==== Document segment ====

The microstructure and elemental composition were studied using a Tescan/Vega2 scanning electron microscope with an Inca microanalyzer, Brno, Czech Republic (PIN RAS).

3. Results

In this study, we employed XRT and XRD techniques to examine the mineral composition and crystallographic texture of silicified wood samples. The characterization of these samples is crucial to understanding their composition and texture. By analyzing the XRD diffraction patterns and XRT images, we aimed to elucidate the phases and texture of the mineral matter present in the samples. These findings will contribute to a comprehensive understanding of the texture within the samples in a better way.

3.1. XRD

The XRD measurements and the subsequent analysis revealed that the primary constituent of the samples is alpha quartz. It has trigonal crystal system. It was confirmed that the quartz in the samples has the space group P3221 with number 154. This was determined by comparing the initial scan data with the PDF-2 database for quartz. The reference code for quartz card in the PDF-2 database is 01-085-0930, with unit cell parameters a = 4.9110 Å, b = 4.9110 Å, and c = 5.4070 Å, α = 90°, β = 90°and γ = 120°. The XRD patterns presented in Figure 4 show the comparison of the data obtained for the two samples and how the intensity varies when the area of measurement changes from the heartwood of the samples to the sapwood.

==== Record extracts ====

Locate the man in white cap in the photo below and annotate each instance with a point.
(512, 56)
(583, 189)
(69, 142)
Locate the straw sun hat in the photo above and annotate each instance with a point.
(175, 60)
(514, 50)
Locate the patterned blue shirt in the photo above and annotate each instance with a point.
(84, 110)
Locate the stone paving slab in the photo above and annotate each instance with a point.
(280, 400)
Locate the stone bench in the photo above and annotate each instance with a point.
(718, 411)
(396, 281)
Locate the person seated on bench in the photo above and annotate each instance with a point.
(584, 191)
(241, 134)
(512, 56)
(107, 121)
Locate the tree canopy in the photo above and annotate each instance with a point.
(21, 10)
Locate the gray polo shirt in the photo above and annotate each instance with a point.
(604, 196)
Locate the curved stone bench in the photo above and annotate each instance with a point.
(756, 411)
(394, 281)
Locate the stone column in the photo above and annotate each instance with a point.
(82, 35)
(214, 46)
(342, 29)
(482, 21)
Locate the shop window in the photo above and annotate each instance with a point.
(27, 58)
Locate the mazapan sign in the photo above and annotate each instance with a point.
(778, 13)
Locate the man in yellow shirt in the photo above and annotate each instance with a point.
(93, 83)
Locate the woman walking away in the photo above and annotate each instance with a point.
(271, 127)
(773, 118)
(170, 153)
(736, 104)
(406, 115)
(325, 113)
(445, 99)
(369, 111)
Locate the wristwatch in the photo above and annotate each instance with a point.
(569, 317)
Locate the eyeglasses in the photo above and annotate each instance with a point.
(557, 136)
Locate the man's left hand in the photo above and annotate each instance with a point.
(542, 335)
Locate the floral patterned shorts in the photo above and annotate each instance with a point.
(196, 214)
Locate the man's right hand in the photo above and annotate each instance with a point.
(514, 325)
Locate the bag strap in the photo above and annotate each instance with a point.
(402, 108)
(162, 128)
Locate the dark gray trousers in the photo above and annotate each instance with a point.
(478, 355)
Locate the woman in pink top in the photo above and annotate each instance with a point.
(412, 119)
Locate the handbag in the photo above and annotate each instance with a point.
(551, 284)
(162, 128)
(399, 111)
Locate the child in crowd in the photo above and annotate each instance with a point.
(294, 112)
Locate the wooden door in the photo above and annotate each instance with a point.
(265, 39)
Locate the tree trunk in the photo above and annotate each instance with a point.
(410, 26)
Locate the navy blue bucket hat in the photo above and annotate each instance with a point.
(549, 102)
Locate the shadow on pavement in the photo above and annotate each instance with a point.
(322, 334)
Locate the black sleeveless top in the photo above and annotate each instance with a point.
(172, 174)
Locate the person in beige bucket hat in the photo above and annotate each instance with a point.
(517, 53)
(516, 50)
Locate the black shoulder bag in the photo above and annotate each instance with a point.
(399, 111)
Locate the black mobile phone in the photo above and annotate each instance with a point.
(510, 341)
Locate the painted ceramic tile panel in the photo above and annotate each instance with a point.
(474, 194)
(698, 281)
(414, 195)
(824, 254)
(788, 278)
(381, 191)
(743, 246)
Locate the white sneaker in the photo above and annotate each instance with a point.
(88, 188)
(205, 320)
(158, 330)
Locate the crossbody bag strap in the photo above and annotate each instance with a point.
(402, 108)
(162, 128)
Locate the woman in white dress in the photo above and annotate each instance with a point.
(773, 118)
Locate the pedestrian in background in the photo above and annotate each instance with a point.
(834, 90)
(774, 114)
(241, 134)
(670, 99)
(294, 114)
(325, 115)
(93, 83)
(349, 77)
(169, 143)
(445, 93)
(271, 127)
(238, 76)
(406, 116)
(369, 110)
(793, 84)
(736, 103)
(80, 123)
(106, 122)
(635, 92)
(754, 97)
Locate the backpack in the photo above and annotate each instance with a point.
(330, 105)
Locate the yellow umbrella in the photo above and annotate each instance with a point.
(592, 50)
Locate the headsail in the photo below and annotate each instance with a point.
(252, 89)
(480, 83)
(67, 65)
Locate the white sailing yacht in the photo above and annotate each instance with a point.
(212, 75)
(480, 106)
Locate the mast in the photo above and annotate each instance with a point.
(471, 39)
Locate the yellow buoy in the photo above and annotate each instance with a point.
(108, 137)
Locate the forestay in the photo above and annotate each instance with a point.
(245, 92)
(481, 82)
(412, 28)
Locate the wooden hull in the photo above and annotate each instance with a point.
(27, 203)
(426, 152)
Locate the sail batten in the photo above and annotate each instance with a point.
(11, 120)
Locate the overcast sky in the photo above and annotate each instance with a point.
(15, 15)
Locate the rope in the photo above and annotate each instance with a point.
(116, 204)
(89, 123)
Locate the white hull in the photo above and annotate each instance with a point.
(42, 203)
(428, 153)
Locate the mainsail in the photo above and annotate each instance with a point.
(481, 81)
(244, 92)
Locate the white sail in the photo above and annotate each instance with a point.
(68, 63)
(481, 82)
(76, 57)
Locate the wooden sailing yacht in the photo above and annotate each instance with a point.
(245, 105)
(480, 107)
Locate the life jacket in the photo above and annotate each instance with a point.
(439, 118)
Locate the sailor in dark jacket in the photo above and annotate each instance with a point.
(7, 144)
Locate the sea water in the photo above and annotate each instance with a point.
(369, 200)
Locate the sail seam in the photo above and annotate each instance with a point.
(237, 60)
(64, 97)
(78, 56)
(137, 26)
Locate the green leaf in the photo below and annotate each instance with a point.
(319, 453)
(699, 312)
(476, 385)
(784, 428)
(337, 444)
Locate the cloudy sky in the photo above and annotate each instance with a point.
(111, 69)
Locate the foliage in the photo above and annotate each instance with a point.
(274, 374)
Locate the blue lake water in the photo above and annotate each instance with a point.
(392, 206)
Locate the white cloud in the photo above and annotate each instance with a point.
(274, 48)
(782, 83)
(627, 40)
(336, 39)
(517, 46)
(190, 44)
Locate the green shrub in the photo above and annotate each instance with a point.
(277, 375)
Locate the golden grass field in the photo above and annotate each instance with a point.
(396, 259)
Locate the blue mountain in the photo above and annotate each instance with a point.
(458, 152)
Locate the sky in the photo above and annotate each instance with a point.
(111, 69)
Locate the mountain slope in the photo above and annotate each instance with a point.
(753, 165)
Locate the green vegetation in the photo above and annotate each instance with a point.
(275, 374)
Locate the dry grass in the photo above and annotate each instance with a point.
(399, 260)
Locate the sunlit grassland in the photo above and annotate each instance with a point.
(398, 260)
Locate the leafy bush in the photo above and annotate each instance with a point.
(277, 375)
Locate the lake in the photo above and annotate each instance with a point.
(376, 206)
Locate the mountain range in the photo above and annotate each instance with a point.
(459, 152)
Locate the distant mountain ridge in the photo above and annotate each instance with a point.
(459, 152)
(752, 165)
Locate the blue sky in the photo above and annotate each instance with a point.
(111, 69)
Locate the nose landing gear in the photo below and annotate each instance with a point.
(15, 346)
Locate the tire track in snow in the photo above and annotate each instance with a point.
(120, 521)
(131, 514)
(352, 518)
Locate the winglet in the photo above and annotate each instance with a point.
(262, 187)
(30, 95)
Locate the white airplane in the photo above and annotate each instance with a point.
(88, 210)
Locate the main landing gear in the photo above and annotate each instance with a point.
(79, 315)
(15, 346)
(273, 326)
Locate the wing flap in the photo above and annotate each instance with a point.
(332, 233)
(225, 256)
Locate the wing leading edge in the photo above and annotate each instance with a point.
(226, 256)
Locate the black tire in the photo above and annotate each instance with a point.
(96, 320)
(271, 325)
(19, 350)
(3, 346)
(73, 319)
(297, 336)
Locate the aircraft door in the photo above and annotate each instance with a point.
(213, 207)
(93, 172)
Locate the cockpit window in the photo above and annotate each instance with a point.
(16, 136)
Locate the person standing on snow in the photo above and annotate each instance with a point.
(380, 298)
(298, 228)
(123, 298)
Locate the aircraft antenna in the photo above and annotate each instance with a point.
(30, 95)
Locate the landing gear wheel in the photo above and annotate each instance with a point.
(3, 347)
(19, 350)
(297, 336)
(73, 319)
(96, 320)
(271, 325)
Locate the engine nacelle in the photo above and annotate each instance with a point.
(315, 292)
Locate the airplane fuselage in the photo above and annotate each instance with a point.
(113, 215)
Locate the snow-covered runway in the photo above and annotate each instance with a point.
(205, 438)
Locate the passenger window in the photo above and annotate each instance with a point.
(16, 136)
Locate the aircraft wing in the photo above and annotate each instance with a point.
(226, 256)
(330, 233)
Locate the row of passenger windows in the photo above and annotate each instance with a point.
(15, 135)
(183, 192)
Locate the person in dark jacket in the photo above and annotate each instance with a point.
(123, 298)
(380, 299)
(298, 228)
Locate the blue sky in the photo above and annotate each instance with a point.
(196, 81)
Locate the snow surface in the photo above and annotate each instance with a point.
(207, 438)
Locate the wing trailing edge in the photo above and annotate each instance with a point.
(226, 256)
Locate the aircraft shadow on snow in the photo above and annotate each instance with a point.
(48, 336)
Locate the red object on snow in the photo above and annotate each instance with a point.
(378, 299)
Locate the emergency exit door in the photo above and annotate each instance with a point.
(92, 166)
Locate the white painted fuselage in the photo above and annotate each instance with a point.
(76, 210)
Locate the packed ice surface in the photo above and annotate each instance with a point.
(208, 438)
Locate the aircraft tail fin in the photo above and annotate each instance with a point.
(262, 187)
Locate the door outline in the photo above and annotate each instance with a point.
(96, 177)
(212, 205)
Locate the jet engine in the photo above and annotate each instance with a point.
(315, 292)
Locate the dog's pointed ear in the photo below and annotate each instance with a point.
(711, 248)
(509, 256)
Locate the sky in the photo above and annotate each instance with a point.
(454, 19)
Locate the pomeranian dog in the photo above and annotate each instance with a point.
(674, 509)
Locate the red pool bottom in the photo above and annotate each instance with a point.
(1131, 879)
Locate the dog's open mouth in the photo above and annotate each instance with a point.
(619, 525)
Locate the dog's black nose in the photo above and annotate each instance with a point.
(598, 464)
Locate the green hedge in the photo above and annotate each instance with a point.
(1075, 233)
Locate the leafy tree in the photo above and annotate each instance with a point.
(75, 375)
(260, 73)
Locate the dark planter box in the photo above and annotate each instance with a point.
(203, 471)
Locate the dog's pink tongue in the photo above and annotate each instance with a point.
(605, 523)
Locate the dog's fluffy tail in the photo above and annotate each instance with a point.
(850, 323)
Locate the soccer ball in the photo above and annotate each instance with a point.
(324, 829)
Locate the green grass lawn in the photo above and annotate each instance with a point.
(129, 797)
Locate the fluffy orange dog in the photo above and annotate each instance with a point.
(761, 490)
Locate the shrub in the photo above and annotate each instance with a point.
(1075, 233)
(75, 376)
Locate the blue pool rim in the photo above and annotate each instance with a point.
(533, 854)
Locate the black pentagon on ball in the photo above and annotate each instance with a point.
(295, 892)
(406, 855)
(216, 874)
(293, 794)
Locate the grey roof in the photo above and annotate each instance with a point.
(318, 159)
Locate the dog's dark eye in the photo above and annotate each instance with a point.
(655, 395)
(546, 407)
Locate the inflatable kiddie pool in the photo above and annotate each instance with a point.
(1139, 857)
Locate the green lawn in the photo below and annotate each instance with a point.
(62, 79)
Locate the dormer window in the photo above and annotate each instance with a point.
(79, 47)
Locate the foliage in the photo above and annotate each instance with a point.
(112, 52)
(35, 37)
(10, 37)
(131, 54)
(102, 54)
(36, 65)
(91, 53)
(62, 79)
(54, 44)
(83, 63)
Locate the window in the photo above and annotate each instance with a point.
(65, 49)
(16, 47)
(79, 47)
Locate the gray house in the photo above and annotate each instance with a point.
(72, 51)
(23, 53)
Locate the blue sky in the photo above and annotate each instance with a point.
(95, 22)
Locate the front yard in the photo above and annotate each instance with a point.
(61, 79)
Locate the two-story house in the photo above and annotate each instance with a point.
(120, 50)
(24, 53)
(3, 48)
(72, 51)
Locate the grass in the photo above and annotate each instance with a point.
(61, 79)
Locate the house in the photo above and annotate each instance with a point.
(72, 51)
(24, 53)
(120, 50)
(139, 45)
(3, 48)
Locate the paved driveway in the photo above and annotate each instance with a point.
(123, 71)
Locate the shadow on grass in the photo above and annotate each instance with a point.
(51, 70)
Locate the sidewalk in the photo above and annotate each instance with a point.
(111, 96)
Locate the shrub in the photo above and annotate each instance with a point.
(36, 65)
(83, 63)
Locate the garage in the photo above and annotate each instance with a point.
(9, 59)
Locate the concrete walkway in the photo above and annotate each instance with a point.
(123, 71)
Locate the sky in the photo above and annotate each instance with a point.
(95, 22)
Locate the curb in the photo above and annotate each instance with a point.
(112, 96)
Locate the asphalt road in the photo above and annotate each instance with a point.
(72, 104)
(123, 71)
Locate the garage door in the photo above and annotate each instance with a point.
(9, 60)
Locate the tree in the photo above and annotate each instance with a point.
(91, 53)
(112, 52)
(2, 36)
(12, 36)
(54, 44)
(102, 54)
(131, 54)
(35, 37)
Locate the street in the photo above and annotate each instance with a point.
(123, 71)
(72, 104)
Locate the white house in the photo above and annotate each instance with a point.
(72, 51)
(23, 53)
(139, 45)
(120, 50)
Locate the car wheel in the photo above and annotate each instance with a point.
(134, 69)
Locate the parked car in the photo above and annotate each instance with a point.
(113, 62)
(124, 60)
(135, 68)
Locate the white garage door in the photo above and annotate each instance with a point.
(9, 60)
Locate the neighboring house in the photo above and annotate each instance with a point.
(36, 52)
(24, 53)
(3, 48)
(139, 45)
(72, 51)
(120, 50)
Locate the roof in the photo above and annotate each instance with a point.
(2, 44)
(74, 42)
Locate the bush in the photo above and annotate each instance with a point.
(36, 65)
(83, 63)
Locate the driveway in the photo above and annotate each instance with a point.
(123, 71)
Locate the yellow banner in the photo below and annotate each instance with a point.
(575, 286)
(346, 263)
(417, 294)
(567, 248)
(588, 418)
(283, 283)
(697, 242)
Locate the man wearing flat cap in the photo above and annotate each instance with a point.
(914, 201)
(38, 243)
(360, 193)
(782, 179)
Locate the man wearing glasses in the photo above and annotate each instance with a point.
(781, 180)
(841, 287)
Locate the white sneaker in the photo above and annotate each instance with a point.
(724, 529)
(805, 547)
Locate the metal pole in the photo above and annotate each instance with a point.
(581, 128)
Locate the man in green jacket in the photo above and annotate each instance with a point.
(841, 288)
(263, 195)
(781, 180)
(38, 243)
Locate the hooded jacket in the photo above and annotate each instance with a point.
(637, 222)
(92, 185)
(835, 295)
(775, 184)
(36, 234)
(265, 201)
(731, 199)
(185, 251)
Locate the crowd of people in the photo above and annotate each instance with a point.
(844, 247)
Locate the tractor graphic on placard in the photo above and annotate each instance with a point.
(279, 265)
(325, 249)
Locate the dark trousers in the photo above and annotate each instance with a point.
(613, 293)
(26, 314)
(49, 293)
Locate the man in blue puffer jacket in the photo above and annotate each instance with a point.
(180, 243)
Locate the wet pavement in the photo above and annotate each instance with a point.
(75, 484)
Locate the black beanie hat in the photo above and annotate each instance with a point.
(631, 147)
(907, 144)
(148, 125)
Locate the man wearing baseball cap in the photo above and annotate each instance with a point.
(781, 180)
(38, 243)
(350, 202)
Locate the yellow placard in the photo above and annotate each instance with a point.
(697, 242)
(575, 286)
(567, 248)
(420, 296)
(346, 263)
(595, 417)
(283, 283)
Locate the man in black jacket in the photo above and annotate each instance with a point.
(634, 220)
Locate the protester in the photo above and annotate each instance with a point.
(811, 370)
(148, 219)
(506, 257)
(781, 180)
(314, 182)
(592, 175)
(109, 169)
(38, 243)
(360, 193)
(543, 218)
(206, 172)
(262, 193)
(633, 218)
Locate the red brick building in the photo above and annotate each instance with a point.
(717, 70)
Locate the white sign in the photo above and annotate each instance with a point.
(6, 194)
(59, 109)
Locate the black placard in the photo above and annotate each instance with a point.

====

- **Your tasks**
1. How would you translate this sentence from the silicified wood study into Spanish: "It was confirmed that the quartz in the samples has the space group P3221 with number 154."
2. Could you pick up the silicified wood study after its last sentence and carry it forward?

- **Answers to each task**
1. Se confirmó que el cuarzo de las muestras tiene el grupo espacial P3221 con el número 154.

2.
The figure clearly points out the relative difference in the minute changes in the intensity of the diffraction patterns obtained from different areas of the sample and the comparison between the areas. The pattern provides information about the peaks selected for the PF measurements and analysis and their corresponding Miller indices. As we can see from the pattern, the graphs almost coincide with each other, revealing that the substance of the samples is pure alpha quartz. There were some other, very small background peaks within the scan that are not discussed in this study, which could possibly be of another phase. However, this phase is not more than 5% of the total matter in the irradiated area and does not interfere in the subsequent analysis of the data obtained.
The measured data provide information about the texture by plotting the incomplete pole figures, which were corrected when dealing with defocusing and then taken for ODF reconstruction. Then, the ODF was used to recalculate the complete pole figures. We were also able to recalculate the pole figure (006), which is the axial pole figure of a trigonal crystal in our case. It provides information about the distribution of the basal crystal planes within the sample. The pole figures (100), (011) also have a fiber texture, which can be judged from the isoline pattern representation. The pole figures were measured for two areas in both of the samples, which are the heartwood and the sapwood. In the plotted pole figures, it is also evident that there is a slight axial shift for the pole figures measured in the sapwood. This is expected due to the measurement point selected in the sapwood not being exactly symmetrical compared to the heartwood, which shows a not perfect pole figure symmetry. The measured intensities of both pole figures (100), (011) are close in values to each other and to the (006) pole figure values.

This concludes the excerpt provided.